◆ TEXT SEGMENT
When I next get to eat a croissant. Think about it. Go get a croissant and eat it for me because I can't.
Um, you know what oats are. They are gluten-free but often processed alongside wheat so if you're really sensitive you have to seek out oats processed in gluten-free facilities.
Recently my local grocery store was going out of business and my husband brought home a box of deeply discounted Mary's Gone Crackers N'Oatmeal cookies. These are "cookies" that are designed to seem like they contain oats, but they are actually oat-free. I think this is the most bizarre food concept I have ever encountered. The cookies tasted like Frookies (remember Frookies?) but even worse. I still ate the whole box in one sitting though because I'm breastfeeding and it makes you want to eat off your own arm.
Pao de queijo
A Brazilian cheese puff made from tapioca starch, pao de queijo is a great party food that takes ten minutes to make. (Alternatively, you could also just make a batch of these and house them all.) You boil a cup of milk, half a cup of butter, and a teaspoon of salt, then add two cups of tapioca starch, two eggs, and a cup and a half of shredded parmesan, then pour the liquidy batter into mini muffin pans and bake at 400 degrees for about 20 minutes, till they puff up and turn brown. They are crispy on the outside and chewy on the inside, like a popover or a gougère.
I hate it. I went to a holistic nutritionist once who said that most of her clients don't digest it well and I've used that as an excuse to avoid it ever since. It tastes like nothing at best and like bitter soapy nothing at worst. Also the people who grow it now can't afford it, which you also likely already know if you have ever listened to NPR. Just eat rice.

◆ DATA SHOWN

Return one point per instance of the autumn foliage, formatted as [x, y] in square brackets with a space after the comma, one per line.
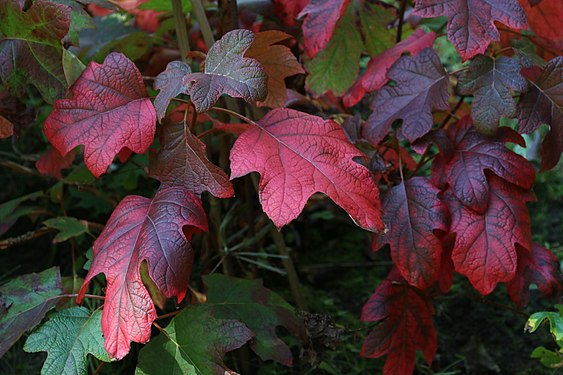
[426, 165]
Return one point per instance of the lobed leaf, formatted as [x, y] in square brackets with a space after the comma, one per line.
[68, 337]
[24, 301]
[471, 23]
[154, 230]
[421, 84]
[485, 244]
[109, 111]
[412, 212]
[543, 104]
[298, 155]
[181, 161]
[490, 81]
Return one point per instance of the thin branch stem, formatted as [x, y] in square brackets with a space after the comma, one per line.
[199, 12]
[181, 29]
[401, 21]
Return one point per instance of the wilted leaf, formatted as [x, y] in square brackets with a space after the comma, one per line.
[411, 212]
[421, 84]
[109, 110]
[257, 307]
[543, 104]
[182, 162]
[406, 325]
[155, 230]
[490, 82]
[24, 301]
[278, 63]
[485, 244]
[68, 337]
[298, 155]
[31, 47]
[193, 343]
[471, 23]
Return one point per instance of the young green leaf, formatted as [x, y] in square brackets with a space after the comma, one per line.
[68, 337]
[24, 301]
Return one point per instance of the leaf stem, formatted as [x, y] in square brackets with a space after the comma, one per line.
[401, 20]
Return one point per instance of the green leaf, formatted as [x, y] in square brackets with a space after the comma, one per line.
[24, 301]
[31, 48]
[257, 307]
[194, 343]
[165, 6]
[547, 357]
[68, 227]
[555, 320]
[490, 81]
[335, 68]
[377, 35]
[68, 337]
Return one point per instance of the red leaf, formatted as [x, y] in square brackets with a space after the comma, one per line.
[471, 23]
[140, 229]
[182, 162]
[228, 72]
[411, 212]
[298, 155]
[319, 19]
[485, 244]
[538, 266]
[278, 63]
[109, 110]
[376, 73]
[421, 84]
[543, 104]
[406, 326]
[52, 163]
[473, 154]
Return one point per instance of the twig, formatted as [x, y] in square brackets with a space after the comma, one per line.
[181, 29]
[401, 20]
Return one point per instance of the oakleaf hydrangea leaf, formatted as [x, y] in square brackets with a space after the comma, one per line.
[68, 337]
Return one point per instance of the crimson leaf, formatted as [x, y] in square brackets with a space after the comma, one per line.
[319, 20]
[490, 82]
[182, 162]
[471, 22]
[543, 104]
[151, 230]
[109, 111]
[421, 84]
[31, 48]
[473, 154]
[376, 73]
[298, 155]
[406, 315]
[411, 212]
[485, 244]
[228, 72]
[537, 266]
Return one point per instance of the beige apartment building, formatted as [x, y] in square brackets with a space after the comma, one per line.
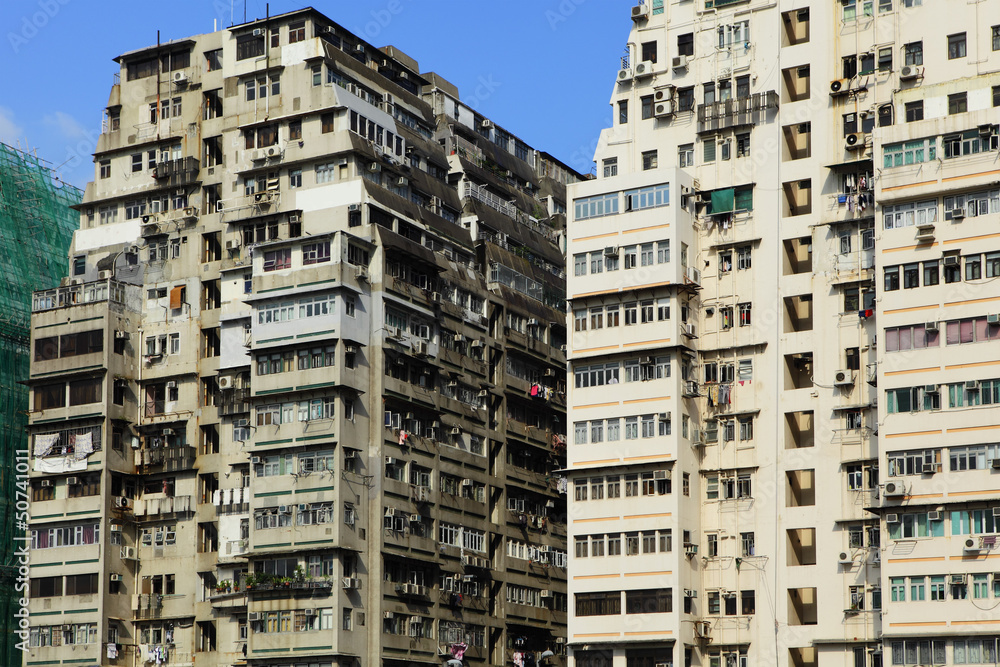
[301, 402]
[787, 267]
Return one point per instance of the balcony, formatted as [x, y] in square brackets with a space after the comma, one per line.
[736, 112]
[176, 172]
[155, 507]
[99, 291]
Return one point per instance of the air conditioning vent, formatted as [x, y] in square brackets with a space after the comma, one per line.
[664, 109]
[843, 378]
[840, 86]
[854, 141]
[644, 69]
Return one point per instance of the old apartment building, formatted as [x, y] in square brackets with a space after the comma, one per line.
[787, 266]
[302, 400]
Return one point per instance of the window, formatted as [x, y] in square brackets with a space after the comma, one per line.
[275, 260]
[744, 310]
[956, 46]
[685, 155]
[885, 59]
[909, 152]
[914, 111]
[647, 106]
[957, 103]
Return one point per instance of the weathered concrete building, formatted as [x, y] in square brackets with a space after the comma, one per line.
[301, 401]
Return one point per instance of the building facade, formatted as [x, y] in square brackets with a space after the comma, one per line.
[36, 225]
[786, 266]
[320, 411]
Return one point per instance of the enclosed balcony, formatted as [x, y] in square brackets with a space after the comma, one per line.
[737, 112]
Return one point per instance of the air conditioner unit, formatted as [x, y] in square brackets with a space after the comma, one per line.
[644, 69]
[854, 141]
[664, 108]
[840, 86]
[843, 378]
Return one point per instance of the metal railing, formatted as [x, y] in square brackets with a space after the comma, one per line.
[77, 295]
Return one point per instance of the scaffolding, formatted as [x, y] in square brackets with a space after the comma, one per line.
[36, 226]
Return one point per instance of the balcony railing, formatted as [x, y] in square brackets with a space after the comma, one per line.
[78, 295]
[736, 112]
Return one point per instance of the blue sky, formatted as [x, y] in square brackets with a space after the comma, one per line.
[543, 69]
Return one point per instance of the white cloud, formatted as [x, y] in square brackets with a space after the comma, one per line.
[10, 132]
[68, 126]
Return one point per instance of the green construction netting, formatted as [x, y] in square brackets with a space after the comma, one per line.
[36, 226]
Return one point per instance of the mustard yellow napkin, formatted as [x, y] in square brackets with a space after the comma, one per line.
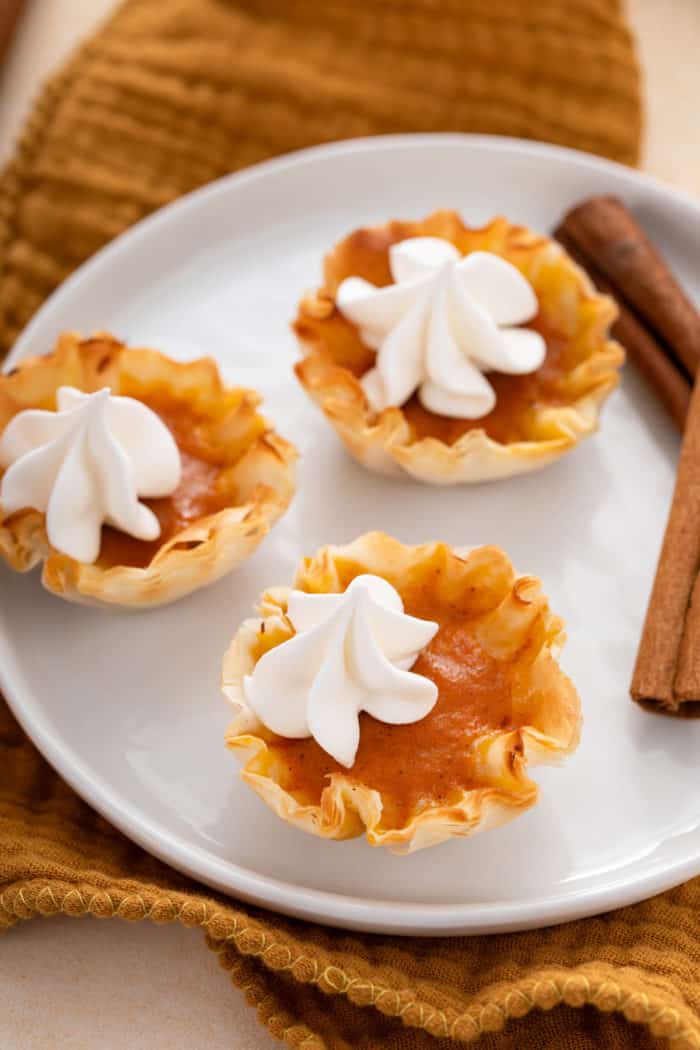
[170, 96]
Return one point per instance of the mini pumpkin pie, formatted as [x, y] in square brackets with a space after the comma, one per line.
[457, 354]
[400, 692]
[133, 478]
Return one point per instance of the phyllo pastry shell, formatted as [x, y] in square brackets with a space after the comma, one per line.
[237, 475]
[503, 702]
[537, 416]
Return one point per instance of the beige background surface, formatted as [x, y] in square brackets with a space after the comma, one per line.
[83, 985]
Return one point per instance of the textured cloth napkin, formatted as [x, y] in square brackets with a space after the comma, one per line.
[167, 97]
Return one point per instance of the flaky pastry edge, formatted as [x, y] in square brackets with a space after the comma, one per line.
[197, 555]
[383, 442]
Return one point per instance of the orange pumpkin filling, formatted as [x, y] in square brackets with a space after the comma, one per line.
[425, 762]
[206, 486]
[365, 254]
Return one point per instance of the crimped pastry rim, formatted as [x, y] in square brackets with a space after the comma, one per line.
[348, 809]
[193, 558]
[383, 442]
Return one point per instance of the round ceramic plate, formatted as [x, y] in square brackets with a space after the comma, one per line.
[127, 707]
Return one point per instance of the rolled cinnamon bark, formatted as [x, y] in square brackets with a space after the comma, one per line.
[605, 232]
[653, 360]
[667, 671]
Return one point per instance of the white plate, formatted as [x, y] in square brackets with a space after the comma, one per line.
[127, 707]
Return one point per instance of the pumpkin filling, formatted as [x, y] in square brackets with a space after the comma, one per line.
[426, 762]
[518, 398]
[206, 486]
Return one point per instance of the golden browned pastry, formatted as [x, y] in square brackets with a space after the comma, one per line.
[515, 422]
[235, 474]
[500, 700]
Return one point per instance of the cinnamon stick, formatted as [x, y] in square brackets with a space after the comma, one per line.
[660, 328]
[651, 357]
[666, 671]
[605, 232]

◆ WHAT THIS EXERCISE ASKS
1: Name every ingredient in the pao de queijo recipe from the text on gluten-free foods.
2: Resume the text on gluten-free foods after its final sentence.

◆ ANSWERS PROVIDED
1: Milk, butter, salt, tapioca starch, eggs, shredded parmesan

2:
I fucking love rice. I eat it almost every day. If you ever get bored of regular long-grain jasmine rice, there are a ton of other kinds. If you eat a lot of rice, you should invest in a rice cooker. Mine is Japanese and plays "Twinkle Twinkle Little Star" when you turn it on and another song when the rice is done, a sort of rice victory anthem. When I have leftover rice I fry it with garlic, ginger and scallions, crack a couple of eggs into it, and eat it for lunch. If that sounds good but you lack leftover rice, just get some from the cheap Chinese takeout place for $1 and go to town.
Socca is a chickpea-flour crepe of French origin. We're stretching "grain" a little bit by including a legume, but it can be made into a flour, so whatever. Socca is delicious. Other uses of chickpea flour are wack. You really do not want it in your gluten-free flour blend; it will make your cupcakes taste like falafel.
A tiny seed that was one of the first food grains to be domesticated (in Ethiopia).
One inevitably feels unchill when telling a server in a restaurant that one can't eat wheat. It always makes me feel terrible and self-conscious like I am making everyone's lives harder for no good reason, except the one time I got taken out to dinner at NoMad and the server was incredibly helpful about telling me exactly what to order and I wanted to marry him, though he's probably gay.
Vegan gluten-free baked goods
Try to avoid these. Take butter and eggs out of the picture in addition to wheat flour,and you are going to have some nasty collapsing gritty greasy cookies, etc. Baked goods should not taste or be healthy! The one exception is the stuff from Clementine, which somehow manages to taste like box cake mix in the best way.
This is a nutty delicious grain that is neither wild nor really rice. It is an aquatic grass. What a fun treat you are going to be at your next cocktail party.
Xanthan gum is found in a lot of commercially prepared gluten-free baked goods and breads. It is a polysaccharide secreted by a bacteria that is also used in the oil drilling industry to thicken mud. It's fine to eat and I have a little plastic tub of it in my pantry that I use in baking when I absolutely have to but you have to admit it sounds completely gross and not like something you should put in your body.
These are not gluten-free.
A cookie that you give to babies when they're teething, it starts out hard and then gets liquefied by their drool.